- [Data supplied]:
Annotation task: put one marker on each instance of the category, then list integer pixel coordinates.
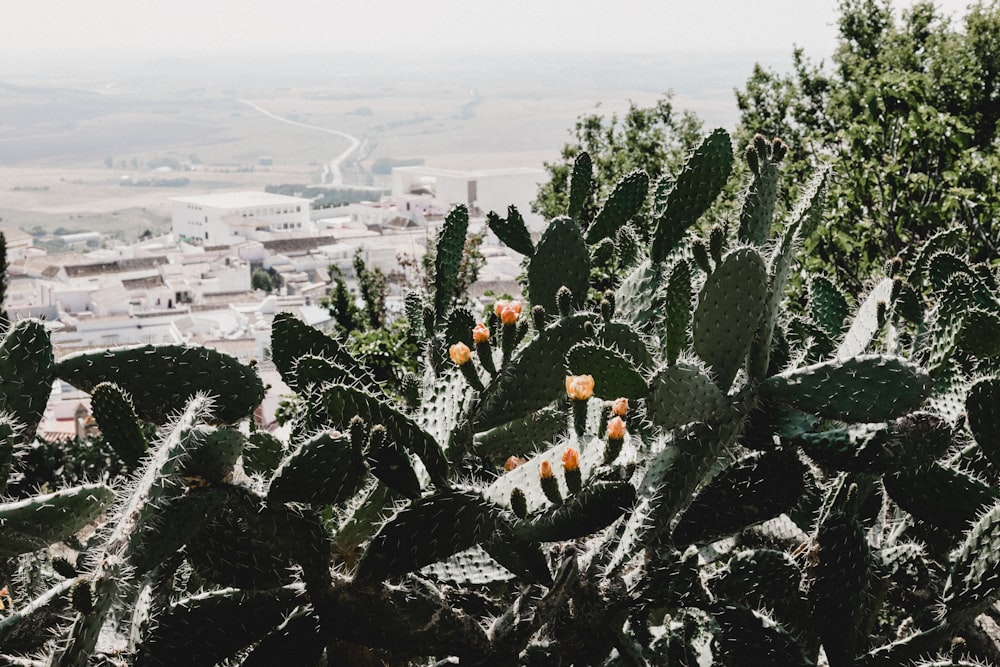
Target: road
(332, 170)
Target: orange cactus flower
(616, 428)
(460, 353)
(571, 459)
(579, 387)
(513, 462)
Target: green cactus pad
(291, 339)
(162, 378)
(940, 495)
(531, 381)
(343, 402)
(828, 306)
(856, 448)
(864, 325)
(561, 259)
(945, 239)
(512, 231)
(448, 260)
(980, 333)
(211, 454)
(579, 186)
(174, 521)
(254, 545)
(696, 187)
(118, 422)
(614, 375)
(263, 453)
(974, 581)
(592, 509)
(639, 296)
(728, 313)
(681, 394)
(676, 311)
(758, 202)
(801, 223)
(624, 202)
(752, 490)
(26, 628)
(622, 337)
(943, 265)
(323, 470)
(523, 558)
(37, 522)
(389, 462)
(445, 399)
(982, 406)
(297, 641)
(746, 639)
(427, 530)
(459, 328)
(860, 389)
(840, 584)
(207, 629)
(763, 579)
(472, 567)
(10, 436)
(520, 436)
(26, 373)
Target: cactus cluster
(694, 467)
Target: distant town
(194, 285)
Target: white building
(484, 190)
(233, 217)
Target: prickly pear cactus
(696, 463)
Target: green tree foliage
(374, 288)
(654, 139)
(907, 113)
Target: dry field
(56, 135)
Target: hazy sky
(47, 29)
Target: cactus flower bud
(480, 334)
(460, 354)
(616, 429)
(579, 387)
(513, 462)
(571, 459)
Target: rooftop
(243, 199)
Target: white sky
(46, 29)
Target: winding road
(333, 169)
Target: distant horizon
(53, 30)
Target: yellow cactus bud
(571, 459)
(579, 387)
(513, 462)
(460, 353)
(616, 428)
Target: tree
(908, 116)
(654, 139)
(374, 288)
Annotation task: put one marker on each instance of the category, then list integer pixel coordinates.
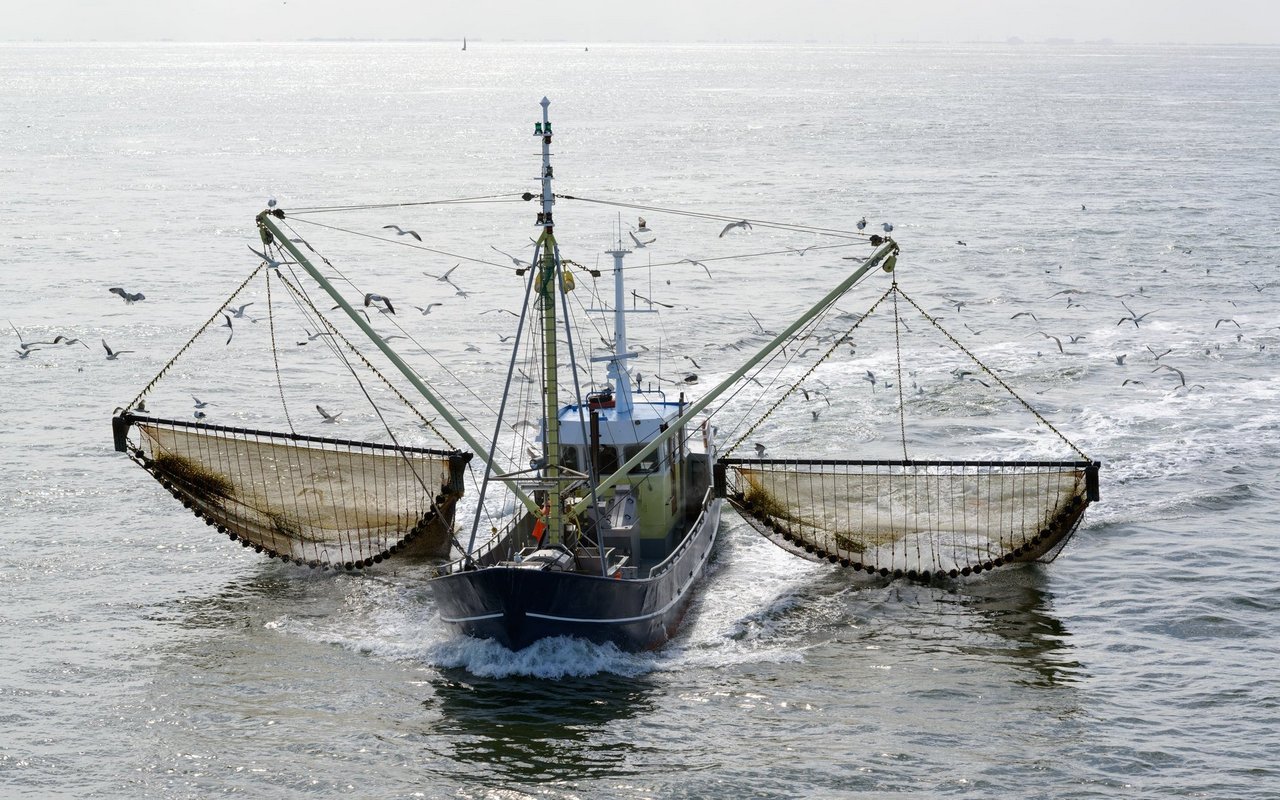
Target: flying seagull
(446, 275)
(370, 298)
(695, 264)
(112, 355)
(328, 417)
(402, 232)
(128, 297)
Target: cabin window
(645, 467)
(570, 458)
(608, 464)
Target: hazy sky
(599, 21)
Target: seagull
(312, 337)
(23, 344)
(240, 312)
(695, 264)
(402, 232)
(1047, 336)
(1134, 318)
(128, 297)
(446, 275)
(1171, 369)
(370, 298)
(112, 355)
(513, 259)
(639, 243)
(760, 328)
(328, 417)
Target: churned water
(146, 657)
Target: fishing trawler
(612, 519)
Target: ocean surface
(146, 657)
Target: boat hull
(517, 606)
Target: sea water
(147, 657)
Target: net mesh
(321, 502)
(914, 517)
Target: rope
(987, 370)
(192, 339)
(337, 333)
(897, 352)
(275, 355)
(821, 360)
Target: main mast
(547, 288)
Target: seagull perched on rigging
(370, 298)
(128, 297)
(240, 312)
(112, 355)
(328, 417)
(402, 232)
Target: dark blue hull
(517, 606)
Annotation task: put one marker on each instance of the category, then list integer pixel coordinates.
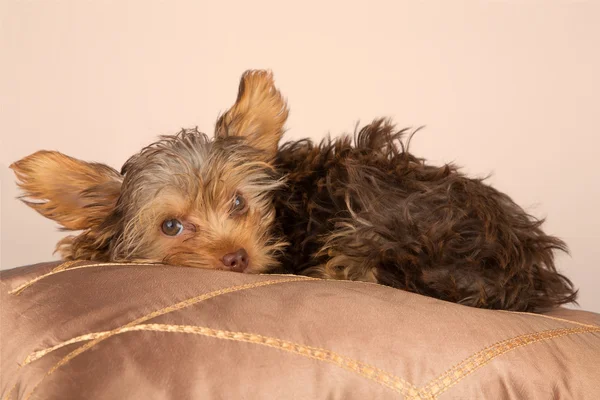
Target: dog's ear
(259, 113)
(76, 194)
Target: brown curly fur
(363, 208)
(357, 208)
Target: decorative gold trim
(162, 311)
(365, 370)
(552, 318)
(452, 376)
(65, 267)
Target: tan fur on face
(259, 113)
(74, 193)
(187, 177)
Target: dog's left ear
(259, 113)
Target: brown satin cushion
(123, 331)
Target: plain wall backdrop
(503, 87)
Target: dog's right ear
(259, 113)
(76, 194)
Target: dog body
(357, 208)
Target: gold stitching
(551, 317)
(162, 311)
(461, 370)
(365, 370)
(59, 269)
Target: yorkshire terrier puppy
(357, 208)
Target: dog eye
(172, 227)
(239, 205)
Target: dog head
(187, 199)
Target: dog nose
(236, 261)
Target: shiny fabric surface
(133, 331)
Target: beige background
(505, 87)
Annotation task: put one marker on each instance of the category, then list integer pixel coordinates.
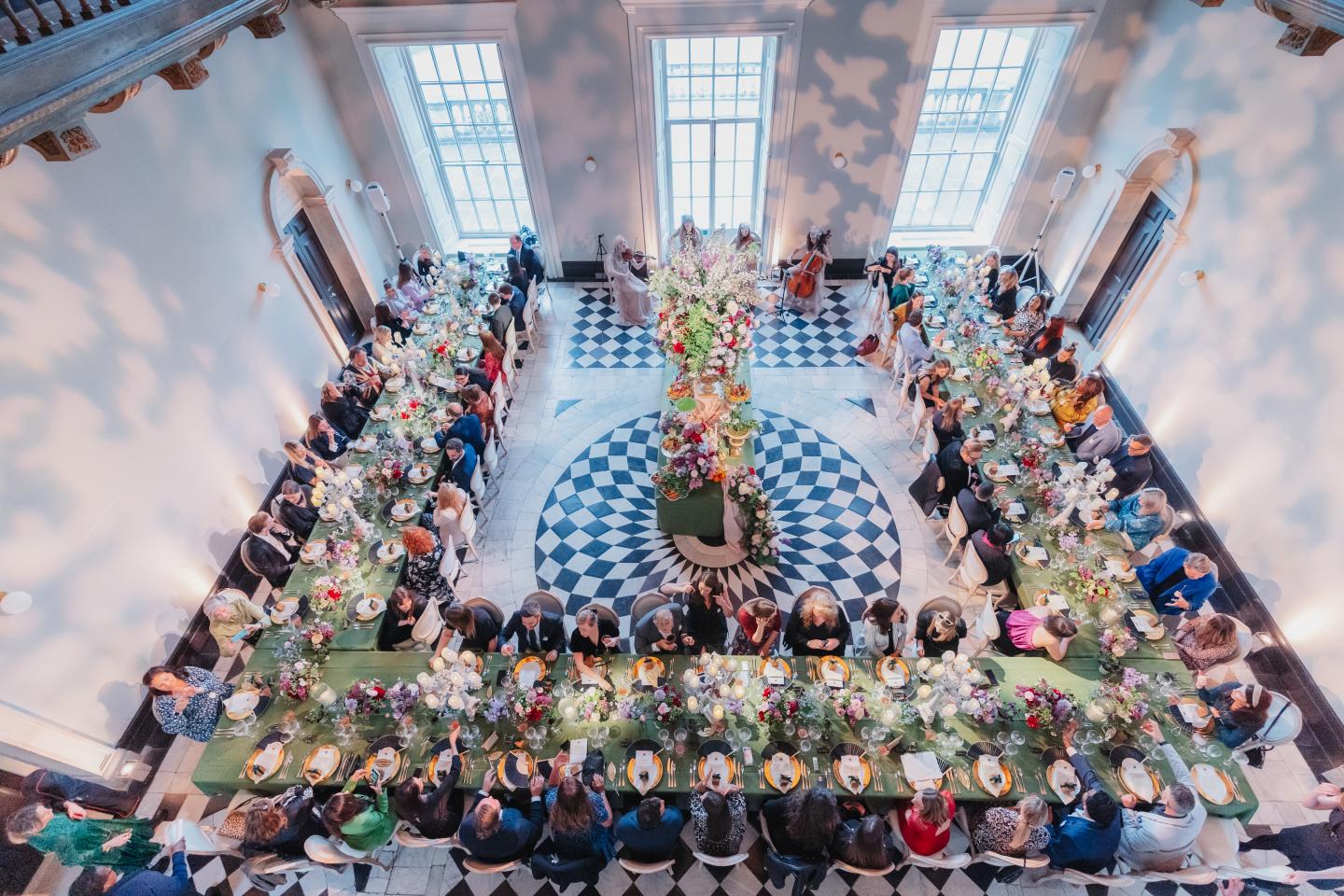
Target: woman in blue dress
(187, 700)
---
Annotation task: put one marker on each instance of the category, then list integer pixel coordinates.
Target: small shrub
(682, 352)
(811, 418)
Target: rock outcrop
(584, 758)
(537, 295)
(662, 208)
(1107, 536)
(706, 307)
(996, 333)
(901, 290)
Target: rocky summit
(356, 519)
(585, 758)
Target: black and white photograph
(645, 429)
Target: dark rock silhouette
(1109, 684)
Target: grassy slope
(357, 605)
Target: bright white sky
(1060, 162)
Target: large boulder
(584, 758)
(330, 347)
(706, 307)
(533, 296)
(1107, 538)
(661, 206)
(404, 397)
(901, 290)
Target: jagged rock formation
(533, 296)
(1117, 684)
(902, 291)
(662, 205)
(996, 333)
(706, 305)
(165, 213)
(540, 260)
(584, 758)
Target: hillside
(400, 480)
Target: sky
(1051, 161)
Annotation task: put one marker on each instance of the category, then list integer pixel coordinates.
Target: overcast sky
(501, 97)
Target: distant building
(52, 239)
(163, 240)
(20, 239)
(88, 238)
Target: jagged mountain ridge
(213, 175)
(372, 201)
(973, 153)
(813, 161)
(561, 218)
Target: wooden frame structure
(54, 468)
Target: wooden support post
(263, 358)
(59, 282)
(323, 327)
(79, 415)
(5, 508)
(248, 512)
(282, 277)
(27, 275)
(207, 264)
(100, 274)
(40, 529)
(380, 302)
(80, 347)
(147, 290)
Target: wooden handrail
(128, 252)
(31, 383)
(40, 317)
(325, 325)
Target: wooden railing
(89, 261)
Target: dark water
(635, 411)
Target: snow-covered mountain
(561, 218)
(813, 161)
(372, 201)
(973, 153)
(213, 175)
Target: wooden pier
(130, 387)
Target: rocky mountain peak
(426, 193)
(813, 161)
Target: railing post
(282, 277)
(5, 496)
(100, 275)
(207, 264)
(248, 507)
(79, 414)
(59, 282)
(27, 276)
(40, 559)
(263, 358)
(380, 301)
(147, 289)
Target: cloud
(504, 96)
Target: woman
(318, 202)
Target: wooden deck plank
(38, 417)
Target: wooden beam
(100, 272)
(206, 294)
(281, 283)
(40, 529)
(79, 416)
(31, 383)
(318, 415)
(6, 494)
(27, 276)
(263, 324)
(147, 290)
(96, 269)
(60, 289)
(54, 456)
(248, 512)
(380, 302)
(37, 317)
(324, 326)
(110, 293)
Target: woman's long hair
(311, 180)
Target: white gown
==
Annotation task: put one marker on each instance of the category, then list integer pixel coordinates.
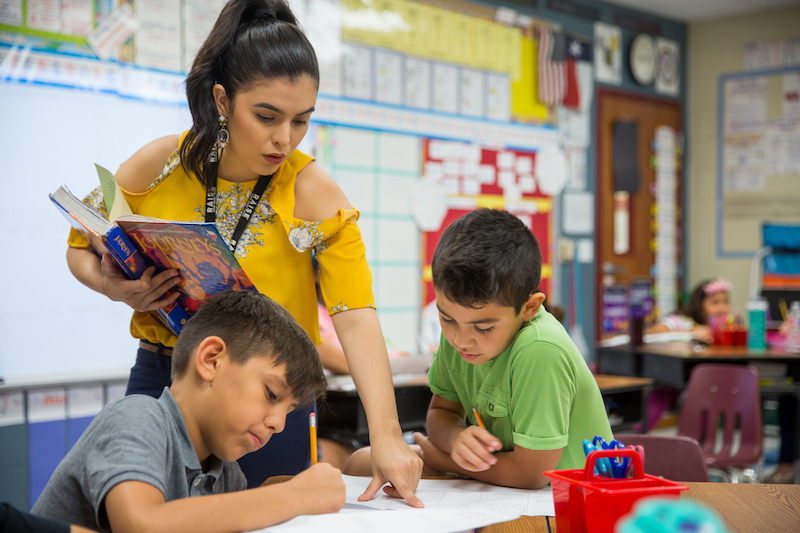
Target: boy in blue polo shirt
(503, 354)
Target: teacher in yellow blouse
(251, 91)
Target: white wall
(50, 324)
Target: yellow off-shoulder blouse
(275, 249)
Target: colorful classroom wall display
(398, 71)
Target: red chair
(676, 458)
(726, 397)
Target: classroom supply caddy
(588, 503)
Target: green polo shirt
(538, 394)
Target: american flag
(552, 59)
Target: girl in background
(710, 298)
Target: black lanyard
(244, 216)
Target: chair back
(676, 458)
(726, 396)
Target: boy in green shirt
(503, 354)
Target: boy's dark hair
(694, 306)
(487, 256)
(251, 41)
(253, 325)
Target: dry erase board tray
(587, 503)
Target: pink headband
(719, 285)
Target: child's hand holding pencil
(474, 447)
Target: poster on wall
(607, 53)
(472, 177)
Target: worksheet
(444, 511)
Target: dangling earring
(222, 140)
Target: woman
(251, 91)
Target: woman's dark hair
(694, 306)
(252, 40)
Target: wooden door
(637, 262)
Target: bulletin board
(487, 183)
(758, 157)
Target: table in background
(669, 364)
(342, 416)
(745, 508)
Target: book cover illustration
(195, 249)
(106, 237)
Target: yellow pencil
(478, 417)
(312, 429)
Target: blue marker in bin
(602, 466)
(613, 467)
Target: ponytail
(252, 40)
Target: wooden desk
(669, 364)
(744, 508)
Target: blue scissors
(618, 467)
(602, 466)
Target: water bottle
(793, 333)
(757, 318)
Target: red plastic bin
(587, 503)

- [Your instructions]:
Gather every line from the entries above that contains the word "shirt", and copy each one in full.

- [Answer for the task]:
Target: boy in blue polo shirt
Target: green polo shirt
Target: boy in green shirt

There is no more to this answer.